BACKGROUND OF THE INVENTION

The present invention relates to a method for producing a tubular stabilizer for a motor vehicle.
The following discussion of related art is provided to assist the reader in understanding the advantages of the invention, and is not to be construed as an admission that this related art is prior art to this invention.
It is known from the state of the art to use stabilizers on motor vehicle axes in order to optimize the driving properties, in particular the rolling behavior of the motor vehicle. By way of the stabilizer, the wheel loads of the left and right vehicle side are distributed as a result of force distribution and the rolling behavior of a superstructure, which is also coupled with the stabilizer, is reduced. The stabilizer itself is known in particular as torsion stabilizer, which builds up a torsional moment as a result of rotating a tube section and transfers a corresponding occurring wheel load from one wheel to the other wheel.
Regarding the stabilizer itself, there is a conflict of goals between driving dynamic and driving comfort. In particular in off-road vehicles or small transporters, high rolling behavior is to be expected, which would require a torsion stiff stabilizer, which however diminishes the driving comfort during straight ahead drive.
From the state of the art, semi-active or active stabilizers are known which by incorporating an actuator, for example an electric actuating motor, can be adjusted in their stiffness characteristics so as to have a high resistance moment against torsion for example when negotiating curves, and thus only allow a small rolling behavior of the motor vehicle, however when driving straight ahead only have a small resistance moment against torsion and thus ensure a corresponding driving comfort.
Such a motor vehicle stabilizer is for example known from EP 1 814 748 B1.
The stabilizer halves that are connected to the corresponding actuator are for example known as stabilizer rods or tubular stabilizers, i.e. as hollow components.
The stabilizer halves are often bent multiple times three dimensionally due to the packaging inside the motor vehicle, in particular due to the surrounding axle components and the kinematic coupling for spring extension and compression of the wheel, so that lines, shock absorbers or other components do not come into contact with the stabilizer half during spring extension and compression of the wheel.
At the same time, stabilizer halves have to be produced cost effectively and with a low own weight in order to keep the proportion of the un-sprung wheel masses low and thus establish a high level of driving dynamics of the motor vehicle.
However, as a result of the torsion, the stabilizer halves are exposed to long-term high varying loads throughout the service life of a motor vehicle, often over more than ten years, and therefore have to be produced particular durable. Thus, the goal is to produce the components with a durability, which is as high as possible.
It would therefore be desirable and advantageous to provide an improved method for producing a tubular stabilizer with which a tubular stabilizer for a motor vehicle in particular a tubular stabilizer half for a semi-active or active stabilizer for motor a motor vehicle can be produced particularly cost effectively and durably.
==================================================
*Work to do*
[A] According to the tubular stabilizer excerpt, why are the stabilizer halves often bent several times in three dimensions?
[B] Echo the tubular stabilizer excerpt between "At the same" and "effectively and durably.", inclusive.

Location identification items
==================================================
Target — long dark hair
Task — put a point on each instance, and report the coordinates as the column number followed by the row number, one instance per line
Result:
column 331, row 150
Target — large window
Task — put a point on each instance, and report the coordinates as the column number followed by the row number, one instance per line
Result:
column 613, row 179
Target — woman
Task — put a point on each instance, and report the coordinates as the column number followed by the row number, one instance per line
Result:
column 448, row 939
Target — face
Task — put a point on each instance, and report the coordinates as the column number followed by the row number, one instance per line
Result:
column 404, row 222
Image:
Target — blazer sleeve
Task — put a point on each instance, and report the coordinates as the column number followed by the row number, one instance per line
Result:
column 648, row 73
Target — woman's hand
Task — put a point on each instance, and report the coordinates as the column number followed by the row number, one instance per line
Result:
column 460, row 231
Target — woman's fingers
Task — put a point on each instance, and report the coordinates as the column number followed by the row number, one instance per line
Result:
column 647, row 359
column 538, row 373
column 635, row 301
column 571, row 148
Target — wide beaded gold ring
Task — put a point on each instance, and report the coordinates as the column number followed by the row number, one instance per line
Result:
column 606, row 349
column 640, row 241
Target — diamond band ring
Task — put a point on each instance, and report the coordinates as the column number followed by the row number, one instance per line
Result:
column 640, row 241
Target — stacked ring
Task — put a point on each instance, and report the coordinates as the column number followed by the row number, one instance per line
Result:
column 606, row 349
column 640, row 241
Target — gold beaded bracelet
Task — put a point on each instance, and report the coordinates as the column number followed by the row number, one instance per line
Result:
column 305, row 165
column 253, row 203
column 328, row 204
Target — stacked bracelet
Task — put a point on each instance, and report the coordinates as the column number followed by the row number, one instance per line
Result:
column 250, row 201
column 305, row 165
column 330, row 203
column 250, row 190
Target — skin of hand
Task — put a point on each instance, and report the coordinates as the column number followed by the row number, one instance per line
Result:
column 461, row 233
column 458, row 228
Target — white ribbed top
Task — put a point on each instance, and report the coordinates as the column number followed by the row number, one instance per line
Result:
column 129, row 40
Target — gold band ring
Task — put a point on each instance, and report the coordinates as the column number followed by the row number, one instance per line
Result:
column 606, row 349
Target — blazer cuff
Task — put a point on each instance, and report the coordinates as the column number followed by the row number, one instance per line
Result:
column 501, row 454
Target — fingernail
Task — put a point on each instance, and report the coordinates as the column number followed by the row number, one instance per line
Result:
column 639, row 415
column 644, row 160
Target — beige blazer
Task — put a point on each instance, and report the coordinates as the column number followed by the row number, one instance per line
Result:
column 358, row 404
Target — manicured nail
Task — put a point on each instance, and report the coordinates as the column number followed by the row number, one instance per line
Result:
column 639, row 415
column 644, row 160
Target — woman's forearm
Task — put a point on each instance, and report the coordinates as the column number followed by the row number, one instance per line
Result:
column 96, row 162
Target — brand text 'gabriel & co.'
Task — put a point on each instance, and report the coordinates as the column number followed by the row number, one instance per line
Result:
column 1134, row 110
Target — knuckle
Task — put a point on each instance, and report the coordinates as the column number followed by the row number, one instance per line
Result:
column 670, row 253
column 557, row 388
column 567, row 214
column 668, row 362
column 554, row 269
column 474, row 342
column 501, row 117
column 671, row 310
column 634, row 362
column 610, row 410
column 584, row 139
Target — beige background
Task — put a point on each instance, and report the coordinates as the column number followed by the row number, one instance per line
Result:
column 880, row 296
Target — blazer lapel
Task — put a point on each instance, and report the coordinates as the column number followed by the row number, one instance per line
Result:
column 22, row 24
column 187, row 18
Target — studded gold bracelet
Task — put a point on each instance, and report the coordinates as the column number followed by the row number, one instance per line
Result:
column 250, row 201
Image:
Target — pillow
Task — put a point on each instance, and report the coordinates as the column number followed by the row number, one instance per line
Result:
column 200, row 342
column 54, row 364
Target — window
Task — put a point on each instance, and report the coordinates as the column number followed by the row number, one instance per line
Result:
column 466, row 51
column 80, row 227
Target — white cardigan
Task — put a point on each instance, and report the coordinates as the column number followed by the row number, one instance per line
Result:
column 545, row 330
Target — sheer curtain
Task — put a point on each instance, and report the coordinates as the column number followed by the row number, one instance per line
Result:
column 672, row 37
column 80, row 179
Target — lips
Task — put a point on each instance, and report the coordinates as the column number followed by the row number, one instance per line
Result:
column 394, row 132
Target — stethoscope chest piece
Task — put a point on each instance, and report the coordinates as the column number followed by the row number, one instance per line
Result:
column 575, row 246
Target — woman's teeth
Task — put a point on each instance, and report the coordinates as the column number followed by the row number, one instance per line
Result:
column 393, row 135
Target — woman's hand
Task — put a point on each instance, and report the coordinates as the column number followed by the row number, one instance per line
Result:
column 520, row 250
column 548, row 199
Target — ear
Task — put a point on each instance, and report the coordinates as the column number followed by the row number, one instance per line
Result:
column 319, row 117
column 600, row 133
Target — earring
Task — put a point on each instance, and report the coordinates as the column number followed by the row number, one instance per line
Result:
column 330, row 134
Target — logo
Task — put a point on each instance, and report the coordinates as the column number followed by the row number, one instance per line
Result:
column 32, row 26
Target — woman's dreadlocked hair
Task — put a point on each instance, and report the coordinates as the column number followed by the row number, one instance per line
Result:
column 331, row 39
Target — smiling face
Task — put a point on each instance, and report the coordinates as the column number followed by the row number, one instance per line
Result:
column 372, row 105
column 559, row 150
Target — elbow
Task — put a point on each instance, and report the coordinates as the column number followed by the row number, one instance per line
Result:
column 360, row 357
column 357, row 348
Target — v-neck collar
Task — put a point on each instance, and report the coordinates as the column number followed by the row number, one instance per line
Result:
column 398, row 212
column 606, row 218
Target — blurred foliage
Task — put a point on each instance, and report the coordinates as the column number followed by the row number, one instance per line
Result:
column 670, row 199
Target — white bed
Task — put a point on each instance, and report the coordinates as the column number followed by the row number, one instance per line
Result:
==================================================
*Task-by-task solutions*
[A] They are bent to fit the packaging inside the vehicle, mainly the surrounding axle parts and the linkage that lets the wheel spring up and down. This keeps lines, shock absorbers and other parts from touching the stabilizer half as the wheel moves.

[B]
At the same time, stabilizer halves have to be produced cost effectively and with a low own weight in order to keep the proportion of the un-sprung wheel masses low and thus establish a high level of driving dynamics of the motor vehicle.
However, as a result of the torsion, the stabilizer halves are exposed to long-term high varying loads throughout the service life of a motor vehicle, often over more than ten years, and therefore have to be produced particular durable. Thus, the goal is to produce the components with a durability, which is as high as possible.
It would therefore be desirable and advantageous to provide an improved method for producing a tubular stabilizer with which a tubular stabilizer for a motor vehicle in particular a tubular stabilizer half for a semi-active or active stabilizer for motor a motor vehicle can be produced particularly cost effectively and durably.